** begin EXTRACT PROVIDED **

Location
- 1301 South US Highway 377 Argyle, Texas 76226 United States 33°05′05″N 97°11′38″W﻿ / ﻿33.084793°N 97.193979°W

Information
- Type: Private school
- Religious affiliation: Christian
- Established: c.1983
- President: Blair McCullough
- Faculty: 250
- Teaching staff: 116.0 (FTE) (2019–20)
- Grades: PreK–12
- Gender: Co-ed
- Enrollment: 1,029 (2019–20)
- Student to teacher ratio: 8.3 (2019–20)
- Colors: Navy and gray
- Team name: Warriors
- Rivals: Prestonwood Christian Academy
- Website: Official Website

= Liberty Christian School (Argyle, Texas) =

Liberty Christian School is a private, college preparatory, Christian school located in Argyle, Texas. Liberty offers Christ-centered education from Preschool (age 3) through Grade 12, and provides state championship programs in academics, fine arts, and athletics.

** end EXTRACT PROVIDED **
** begin GIVEN INFORMATION **

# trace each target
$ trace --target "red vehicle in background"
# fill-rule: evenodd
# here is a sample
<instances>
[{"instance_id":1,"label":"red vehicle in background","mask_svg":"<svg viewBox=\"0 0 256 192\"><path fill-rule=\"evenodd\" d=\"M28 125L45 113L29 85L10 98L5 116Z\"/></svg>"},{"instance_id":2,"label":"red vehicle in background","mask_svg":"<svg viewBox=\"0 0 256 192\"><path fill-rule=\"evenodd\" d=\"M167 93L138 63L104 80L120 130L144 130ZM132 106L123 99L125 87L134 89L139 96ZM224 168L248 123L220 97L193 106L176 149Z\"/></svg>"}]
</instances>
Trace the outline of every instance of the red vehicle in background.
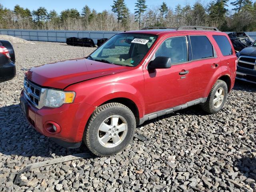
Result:
<instances>
[{"instance_id":1,"label":"red vehicle in background","mask_svg":"<svg viewBox=\"0 0 256 192\"><path fill-rule=\"evenodd\" d=\"M61 145L116 154L145 121L200 104L222 108L236 77L228 36L183 26L117 34L88 57L31 68L20 104L28 122Z\"/></svg>"}]
</instances>

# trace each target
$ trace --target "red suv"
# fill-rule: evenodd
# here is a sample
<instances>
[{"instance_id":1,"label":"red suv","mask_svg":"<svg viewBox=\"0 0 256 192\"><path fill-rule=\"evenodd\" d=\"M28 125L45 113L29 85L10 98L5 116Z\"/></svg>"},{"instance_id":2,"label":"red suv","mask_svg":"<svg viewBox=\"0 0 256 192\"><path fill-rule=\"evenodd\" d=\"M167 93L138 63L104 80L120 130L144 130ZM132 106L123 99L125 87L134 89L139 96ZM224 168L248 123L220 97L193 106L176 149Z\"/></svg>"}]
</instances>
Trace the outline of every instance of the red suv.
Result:
<instances>
[{"instance_id":1,"label":"red suv","mask_svg":"<svg viewBox=\"0 0 256 192\"><path fill-rule=\"evenodd\" d=\"M199 104L216 113L237 58L228 36L209 28L119 33L86 58L33 67L21 108L40 133L68 148L83 141L99 156L123 150L147 120Z\"/></svg>"}]
</instances>

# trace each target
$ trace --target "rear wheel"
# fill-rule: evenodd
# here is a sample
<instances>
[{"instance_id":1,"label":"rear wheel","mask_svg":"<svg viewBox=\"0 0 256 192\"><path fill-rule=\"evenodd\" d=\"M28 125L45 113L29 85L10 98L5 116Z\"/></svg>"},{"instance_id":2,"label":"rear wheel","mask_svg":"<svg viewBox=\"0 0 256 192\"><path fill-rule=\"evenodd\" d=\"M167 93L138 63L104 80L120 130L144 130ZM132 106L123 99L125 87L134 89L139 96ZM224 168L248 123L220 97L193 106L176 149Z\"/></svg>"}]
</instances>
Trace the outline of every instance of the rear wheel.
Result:
<instances>
[{"instance_id":1,"label":"rear wheel","mask_svg":"<svg viewBox=\"0 0 256 192\"><path fill-rule=\"evenodd\" d=\"M218 112L225 104L228 95L228 86L222 80L218 80L211 90L206 102L202 108L205 112L210 114Z\"/></svg>"},{"instance_id":2,"label":"rear wheel","mask_svg":"<svg viewBox=\"0 0 256 192\"><path fill-rule=\"evenodd\" d=\"M136 126L134 116L128 107L118 103L108 103L98 108L92 115L83 140L96 155L113 155L130 142Z\"/></svg>"}]
</instances>

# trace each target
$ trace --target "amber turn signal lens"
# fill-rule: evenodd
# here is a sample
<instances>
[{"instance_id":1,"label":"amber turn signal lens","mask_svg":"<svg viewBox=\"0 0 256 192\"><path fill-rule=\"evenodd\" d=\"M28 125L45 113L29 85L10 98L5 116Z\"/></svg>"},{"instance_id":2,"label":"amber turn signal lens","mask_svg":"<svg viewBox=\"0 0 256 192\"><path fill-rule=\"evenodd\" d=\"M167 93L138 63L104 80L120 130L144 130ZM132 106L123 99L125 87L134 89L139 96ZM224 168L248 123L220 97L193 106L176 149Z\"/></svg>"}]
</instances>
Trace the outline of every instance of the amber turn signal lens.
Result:
<instances>
[{"instance_id":1,"label":"amber turn signal lens","mask_svg":"<svg viewBox=\"0 0 256 192\"><path fill-rule=\"evenodd\" d=\"M70 103L73 102L75 98L75 94L74 92L65 92L65 103Z\"/></svg>"}]
</instances>

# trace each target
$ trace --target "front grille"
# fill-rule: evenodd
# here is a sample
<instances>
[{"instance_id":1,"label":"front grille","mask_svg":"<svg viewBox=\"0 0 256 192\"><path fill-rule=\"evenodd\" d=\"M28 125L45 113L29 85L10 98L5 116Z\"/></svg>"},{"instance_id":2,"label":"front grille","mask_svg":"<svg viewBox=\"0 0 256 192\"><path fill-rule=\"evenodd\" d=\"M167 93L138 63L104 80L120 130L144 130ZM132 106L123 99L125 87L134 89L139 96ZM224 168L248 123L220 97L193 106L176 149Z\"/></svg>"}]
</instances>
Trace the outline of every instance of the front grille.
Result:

** end GIVEN INFORMATION **

Transcribe the text about Liberty Christian School in Argyle, Texas in full, with every line as it appears.

OUTPUT BELOW:
Location
- 1301 South US Highway 377 Argyle, Texas 76226 United States 33°05′05″N 97°11′38″W﻿ / ﻿33.084793°N 97.193979°W

Information
- Type: Private school
- Religious affiliation: Christian
- Established: c.1983
- President: Blair McCullough
- Faculty: 250
- Teaching staff: 116.0 (FTE) (2019–20)
- Grades: PreK–12
- Gender: Co-ed
- Enrollment: 1,029 (2019–20)
- Student to teacher ratio: 8.3 (2019–20)
- Colors: Navy and gray
- Team name: Warriors
- Rivals: Prestonwood Christian Academy
- Website: Official Website

= Liberty Christian School (Argyle, Texas) =

Liberty Christian School is a private, college preparatory, Christian school located in Argyle, Texas. Liberty offers Christ-centered education from Preschool (age 3) through Grade 12, and provides state championship programs in academics, fine arts, and athletics.